Work to do:
A - Answer these questions using the MongoDB post:
(i) Which two fields in the suppliers array does the post mark as specific to the vehicles collection?
(ii) Which collection does the $lookup stage in the attempt name as its "from" source?
(iii) What problem does the poster report with the result of the attempt?
B - List every aggregation stage, such as "$unwind", used in the attempt shown in the MongoDB post.
C - Extract from the MongoDB post the passage that begins at the words "if the supplier" and stops after the words "with that value.".

Source document:

I have a collection of vehicles with the following car structure:
{
"_id": {}
brand : ""
model : ""
year : ""
suppliers : [
"name": "",
"contact": ""
"supplierId":"",
"orders":[], <-- Specific to the vehicles collection
"info":"" <-- Specific to the vehicles collection
]
}
And a Suppliers collection with a structure like:
{
"name":"",
"contact":"",
"_id":{}
"internalId":"",
"address":"",
...
}
I need to add a new field in the suppliers array within each document in the vehicles collection with the internalId field from the supplier in the suppliers collection that has the same _id.
if the supplier array has a document with the id 123, i should go to the suppliers collection and look for the supplier with the id 123 and retrieve the internalId. afterwards should create the field in the supplier array with that value.
So that i end up with the vehicles collection as:
{
"_id": {}
brand : ""
model : ""
year : ""
suppliers : [
"name": "",
"contact": ""
"supplierId":""
"internalId":"" <-- the new field
]
}
Tried:
db.vehicles.aggregate([
{
"$unwind": { "path": "$suppliers", "preserveNullAndEmptyArrays": false }
},
{
"$project": { "supplierObjId": { "$toObjectId": "$suppliers.supplierId" } }
},
{
"$lookup":
{
"from": "suppliers",
"localField": "supplierObjId",
"foreignField": "_id",
"as": "supplierInfo"
}
},{
"$set": {
"suppliers.internalId": "$supplierInfo.internalid"
}}
])
But it is adding the new field, to the returned values instead to the array item at the collection.
How can i achieve this?
But it is adding the new field, to the returned values instead to the array item at the collection.

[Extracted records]
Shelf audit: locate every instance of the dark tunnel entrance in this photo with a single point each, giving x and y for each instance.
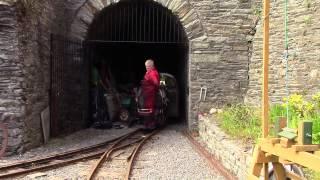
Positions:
(123, 35)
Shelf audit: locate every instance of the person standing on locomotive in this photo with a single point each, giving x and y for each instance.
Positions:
(150, 86)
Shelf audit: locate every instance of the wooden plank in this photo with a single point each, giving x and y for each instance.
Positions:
(253, 177)
(272, 140)
(306, 147)
(303, 158)
(286, 143)
(285, 162)
(317, 153)
(279, 171)
(294, 176)
(265, 83)
(255, 168)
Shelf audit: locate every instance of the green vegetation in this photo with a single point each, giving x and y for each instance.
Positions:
(241, 121)
(245, 122)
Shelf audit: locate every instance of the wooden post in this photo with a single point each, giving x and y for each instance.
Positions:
(265, 96)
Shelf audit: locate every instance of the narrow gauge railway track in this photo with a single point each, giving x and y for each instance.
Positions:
(127, 148)
(60, 159)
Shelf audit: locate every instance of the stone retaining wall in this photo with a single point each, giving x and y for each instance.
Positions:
(12, 102)
(304, 49)
(233, 154)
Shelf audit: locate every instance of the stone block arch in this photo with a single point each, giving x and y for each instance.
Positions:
(188, 17)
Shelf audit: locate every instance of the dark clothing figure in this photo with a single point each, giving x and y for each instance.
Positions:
(99, 106)
(150, 87)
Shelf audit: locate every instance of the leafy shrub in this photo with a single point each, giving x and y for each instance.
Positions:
(244, 121)
(240, 120)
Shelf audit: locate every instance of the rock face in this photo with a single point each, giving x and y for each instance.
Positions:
(218, 33)
(303, 60)
(218, 58)
(224, 54)
(12, 104)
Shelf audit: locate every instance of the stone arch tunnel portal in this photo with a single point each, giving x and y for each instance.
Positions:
(123, 35)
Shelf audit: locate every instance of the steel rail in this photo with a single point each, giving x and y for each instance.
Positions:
(108, 152)
(4, 143)
(132, 156)
(58, 157)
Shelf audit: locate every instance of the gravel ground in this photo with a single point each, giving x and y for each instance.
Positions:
(168, 155)
(76, 140)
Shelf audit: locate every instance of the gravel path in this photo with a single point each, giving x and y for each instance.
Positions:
(168, 155)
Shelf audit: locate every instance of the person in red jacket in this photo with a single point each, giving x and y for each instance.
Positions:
(150, 87)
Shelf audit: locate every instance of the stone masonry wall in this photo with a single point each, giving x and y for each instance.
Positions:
(304, 49)
(218, 32)
(232, 154)
(35, 20)
(12, 103)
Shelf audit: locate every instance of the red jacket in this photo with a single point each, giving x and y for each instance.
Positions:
(150, 86)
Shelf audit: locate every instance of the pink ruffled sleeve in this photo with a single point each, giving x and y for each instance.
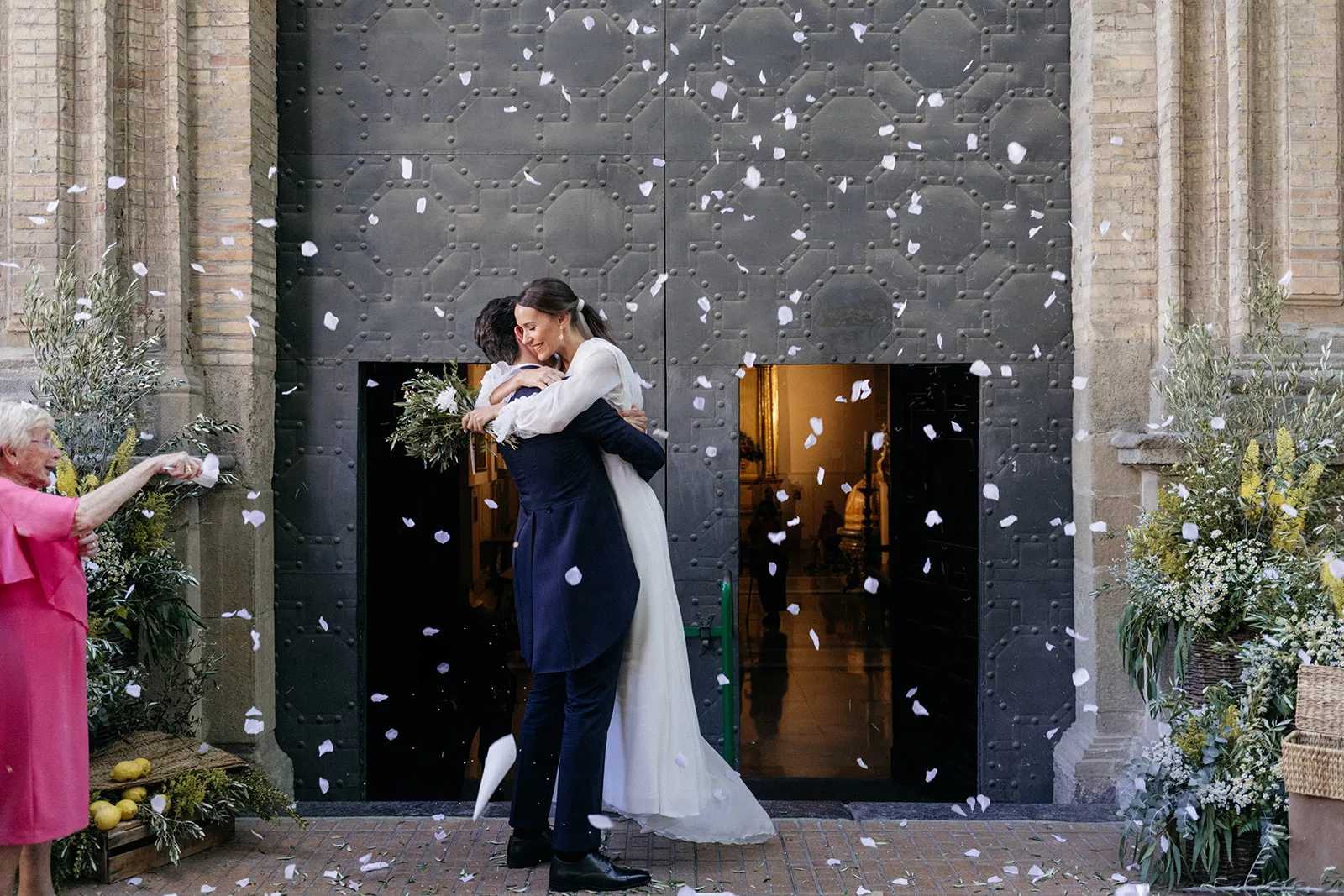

Solutions to the tasks:
A -
(i) "orders" and "info"
(ii) suppliers
(iii) It adds the new field to the returned values instead of to the array item in the collection.

B - $unwind, $project, $lookup, $set

C -
if the supplier array has a document with the id 123, i should go to the suppliers collection and look for the supplier with the id 123 and retrieve the internalId. afterwards should create the field in the supplier array with that value.